* [Lavoro da svolgere]:
• A. Secondo il testo su Correggio, fino a quale data resterà aperta la mostra di Parma?
• B. Riscrivi il passo del testo su Correggio che comincia con "14 ottobre 2008" e finisce con "tutto il mondo.", mettendo "Cari lettori" al posto di "Cari ascoltatori".

* [Estratto del documento]:
14 ottobre 2008
Cari ascoltatori, il protagonista di questa nostra puntata non può essere che lui: il divino Correggio, il genio emiliano della pittura. Dal 20 settembre è aperta, e lo rimarrà fino al 25 gennaio, la mostra che la città di Parma gli ha dedicato e che sta riscuotendo una grandissima partecipazione di pubblico. Nelle sale della Galleria Nazionale e all’interno del Teatro Farnese sono state messe insieme le opere più significative del Correggio provenienti dai musei di tutto il mondo.
Si possono inoltre ammirare – tutti concentrati in un raggio di poche centinaia di metri intorno alla mostra – i tre capolavori assoluti dell’artista: i sontuosi cicli affrescati nella Cupola della Cattedrale, quelli nelle due Cupole del Monastero di San Giovanni Evangelista e il magnifico insieme rappresentato dalla Camera della Badessa in San Paolo. Correggio, com’è noto, rappresenta insieme a Raffaello, Michelangelo, Leonardo e Tiziano, il vertice del Rinascimento nell’immaginario collettivo italiano e internazionale. Con la differenza, tuttavia, che Correggio acquistò fama senza aver mai lavorato in nessuna delle grandi capitali dell’arte rinascimentale (Roma, Firenze, Venezia) ma solo nello stretto triangolo tra Correggio, sua città natale, Parma e Mantova. “Era nell’arte molto malinconico”, scrive di lui il Vasari, che ne parla come di un artista timido ma ingegnoso, che “se fosse uscito di Lombardia e venuto a Roma, avrebbe fatto miracoli”, superando “molti che nel suo tempo furono tenuti grandi”.
L’anedottica su Correggio ci aiuta a capire il clima in cui operò. Quando i canonici del Duomo di Parma, che al pittore avevano commissionato gli affreschi della cupola, videro il lavoro finito, di fronte a quell’incredibile intreccio di corpi e di membra sussultanti di vita, dissero: “sembra un guazzetto di rane”. Invece il grande Tiziano, quando vide la volta affrescata con i volteggi aerei dei personaggi celesti persi in sublime chiacchiericcio, esclamò: “capovolgete la cupola e riempitela d’oro, questo è il suo prezzo”.
Antonio Allegri – questo il vero nome del pittore chiamato con il nome del luogo di nascita – è stato uno straordinario anticipatore delle intuizioni che avrebbero poi cambiato l’arte europea. La sua sensibilità per la luce che illumina i corpi e i paesaggi, va già oltre il suo tempo. Il suo classicismo armoniosamente scomposto si arricchisce di aperture che preludono al barocco, e il sacro che trapela dalle sue pitture è più un colpo di teatro che il bisogno di un intimo dialogo col sovrannaturale. A ben guardare, la manifestazione del divino, che ha lasciato interdetti i canonici del Duomo, in Correggio sembra più vicina a una festosa estasi erotica, che anticipa di 150 anni gli amplessi trasfigurati di Santa Teresa del Bernini. Le figure sacre del Correggio non si accalcano in sobrie processioni o statici ritratti come ancora voleva certa mediocre produzione cinquecentesca, ma sono mollemente ondeggianti, seducenti, hanno la pelle di pesca, e indicano una religiosità dolcemente terrena, che annulla il distacco tra l’uomo e dio. Infatti agli angeli di Correggio basta togliersi le ali, per diventare i fauni e i Ganimede delle favole classiche, dell’ebbrezza di vita. Queste creature di carne spirituale ci trasportano, appunto, verso la dimensione umana – troppo umana, direbbe Nietzsche – del divino, e verso la sacralità nascosta nelle gioie e nei tormenti della carne.

* [Dati forniti]:
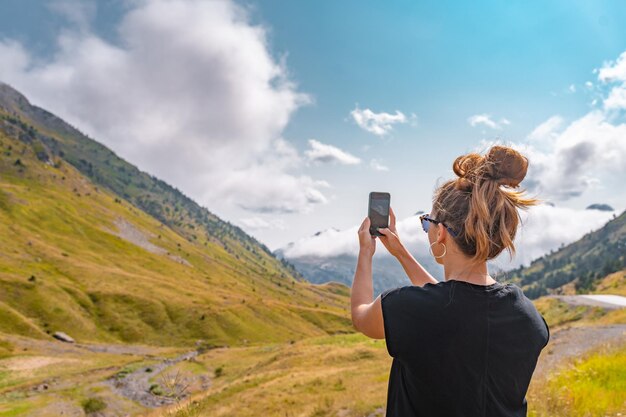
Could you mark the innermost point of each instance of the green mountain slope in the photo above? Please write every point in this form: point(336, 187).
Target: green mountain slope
point(581, 264)
point(91, 246)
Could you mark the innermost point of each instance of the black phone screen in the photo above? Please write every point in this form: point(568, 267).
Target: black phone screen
point(378, 212)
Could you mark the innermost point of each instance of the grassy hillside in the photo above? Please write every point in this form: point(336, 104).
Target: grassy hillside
point(77, 257)
point(593, 385)
point(581, 264)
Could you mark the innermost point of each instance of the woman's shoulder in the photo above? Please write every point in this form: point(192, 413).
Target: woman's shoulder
point(412, 291)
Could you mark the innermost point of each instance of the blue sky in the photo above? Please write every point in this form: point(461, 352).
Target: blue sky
point(437, 63)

* [Soluzioni in ordine]:
• A. Fino al 25 gennaio.

• B.
14 ottobre 2008
Cari lettori, il protagonista di questa nostra puntata non può essere che lui: il divino Correggio, il genio emiliano della pittura. Dal 20 settembre è aperta, e lo rimarrà fino al 25 gennaio, la mostra che la città di Parma gli ha dedicato e che sta riscuotendo una grandissima partecipazione di pubblico. Nelle sale della Galleria Nazionale e all’interno del Teatro Farnese sono state messe insieme le opere più significative del Correggio provenienti dai musei di tutto il mondo.